(ACTIVITY)
Leaving out the images, please reproduce each line below exactly.

Photo-based referring expression data
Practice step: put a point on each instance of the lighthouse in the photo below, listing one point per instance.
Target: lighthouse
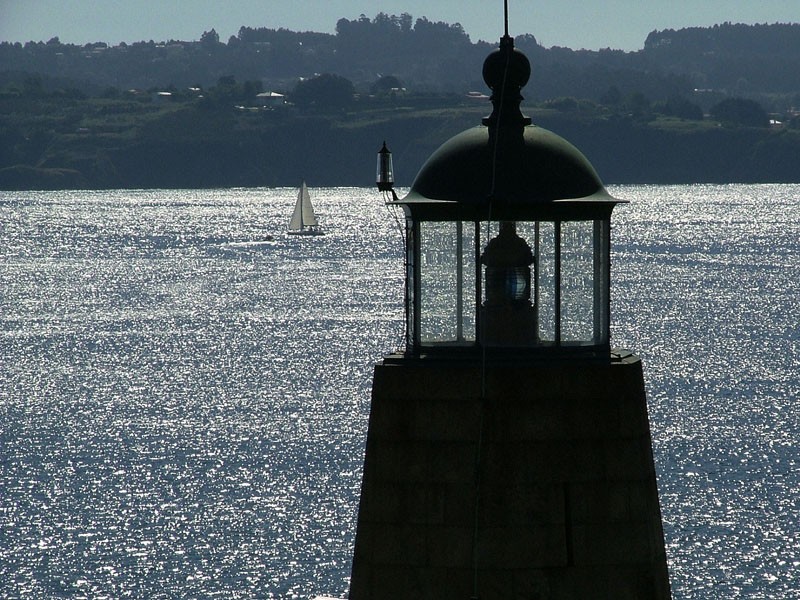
(508, 452)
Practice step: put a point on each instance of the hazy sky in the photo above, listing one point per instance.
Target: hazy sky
(590, 24)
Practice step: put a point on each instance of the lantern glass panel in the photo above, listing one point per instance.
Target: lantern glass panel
(577, 281)
(447, 282)
(545, 290)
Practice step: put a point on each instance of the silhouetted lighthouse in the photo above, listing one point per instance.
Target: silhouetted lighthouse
(509, 451)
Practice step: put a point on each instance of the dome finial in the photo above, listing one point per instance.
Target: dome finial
(506, 71)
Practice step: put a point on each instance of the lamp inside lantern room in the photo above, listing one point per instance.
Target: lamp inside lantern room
(507, 233)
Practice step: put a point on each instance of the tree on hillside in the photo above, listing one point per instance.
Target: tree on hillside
(324, 91)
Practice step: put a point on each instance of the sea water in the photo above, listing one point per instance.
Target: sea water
(184, 389)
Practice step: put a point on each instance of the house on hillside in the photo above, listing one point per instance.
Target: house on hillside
(270, 99)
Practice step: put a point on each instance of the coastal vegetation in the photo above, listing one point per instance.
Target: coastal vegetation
(272, 107)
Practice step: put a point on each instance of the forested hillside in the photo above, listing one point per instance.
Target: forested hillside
(701, 104)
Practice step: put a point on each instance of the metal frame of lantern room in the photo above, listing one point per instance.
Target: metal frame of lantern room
(507, 235)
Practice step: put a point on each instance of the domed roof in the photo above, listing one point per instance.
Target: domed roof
(508, 166)
(537, 169)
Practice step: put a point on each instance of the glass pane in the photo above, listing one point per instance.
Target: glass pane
(446, 286)
(545, 290)
(577, 281)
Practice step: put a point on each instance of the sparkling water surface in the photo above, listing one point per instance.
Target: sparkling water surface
(184, 401)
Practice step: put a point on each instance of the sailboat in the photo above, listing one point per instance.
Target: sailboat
(304, 221)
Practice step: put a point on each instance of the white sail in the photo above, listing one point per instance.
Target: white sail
(303, 219)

(EXPECTED OUTPUT)
Practice step: put a point on each instance of the lighthouse in the photo below, listing one point per instance.
Target: lighthouse
(508, 452)
Practice step: put a point on each instance of the hazy sky in the photo above, listing one point per instance.
Target: hazy sky
(590, 24)
Practice step: put a point on each instance of the lantern glass panel in the photo above, listing one point per instance.
Target: lantern glass panel
(577, 281)
(447, 282)
(545, 290)
Practice step: put a point on each instance of the silhouetted lighthouse in the photo above, listing one point per instance.
Target: silhouetted lighthouse
(509, 451)
Practice step: put a point on each instance of the dome finial in the photo above, listing one point per instance.
Target: dome finial
(506, 71)
Practice step: put a point on each instance of the lamp inside lantern room in the photo above, listing one point per instance.
Target: lamp inside lantern room
(507, 233)
Practice step: put a point on each instance of the tree on hillside in the photo above, listing one point per instance.
Target: tree on hillside
(324, 91)
Practice step: put a point on each instance of the sea water in the photo above, listing one point per instance.
Target: sea water
(184, 389)
Practice step: put a point on each instance of the house on hillside in the photo above, listing one point per instance.
Target: house on hillside
(270, 99)
Practice step: put a point on each instance of the coastal vegetation in the photo above, listing one point per instance.
Target: coastal vegetation
(272, 107)
Practice step: put a point on each instance of the forested hillside in the photo above, listing one point per instance.
Target: forested hillside
(701, 104)
Practice step: put a point on each instance of the metal frame of lantern room in the photo above, listing one point per instance.
Target: metal frame of lantern room
(507, 235)
Practice step: put a point on each instance of the domed roof in the photo above, listing one point per instance.
Target: domed roof
(508, 166)
(537, 169)
Practice step: put a point on each instance of the glass pane in the photo above, listing one point per instance.
Target: glass pane
(446, 286)
(545, 290)
(577, 281)
Practice step: put a point on each instance of the sparkling water surface in the photo above, listing one point per instance.
Target: sparkling water surface
(184, 401)
Practice step: put a point on each instance of the sailboat in the photo above, listing one point per instance.
Target: sailboat
(304, 221)
Practice step: put a point on each instance of the white sail in the photo above, listing one point per instance.
Target: white sail
(303, 219)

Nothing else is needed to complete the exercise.